# [EXERCISE DESCRIPTION]
Using the infobox on Eliot Asher Cohen, explain why "Republican" is listed under "Other political affiliations" rather than under "Party".

9th Dean of the Paul H. Nitze School of Advanced International Studies
- In office 2019–2021
- Preceded by: Vali Nasr
- Succeeded by: James Steinberg

28th Counselor of the United States Department of State
- In office April 30, 2007 – January 20, 2009
- President: George W. Bush
- Preceded by: Philip D. Zelikow
- Succeeded by: Cheryl Mills

Personal details
- Born: Eliot Asher Cohen April 3, 1956 (age 70) Boston, Massachusetts, U.S.
- Party: Independent
- Other political affiliations: Republican (until 2016)
- Education: Harvard University (BA, MA, PhD)

Dataset entries:
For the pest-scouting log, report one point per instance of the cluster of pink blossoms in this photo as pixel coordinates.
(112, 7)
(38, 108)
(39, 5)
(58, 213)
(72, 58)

# [PROBLEM SOLUTION]
The infobox marks his Republican affiliation as lasting only "until 2016," so it is a past affiliation. His party is listed as Independent.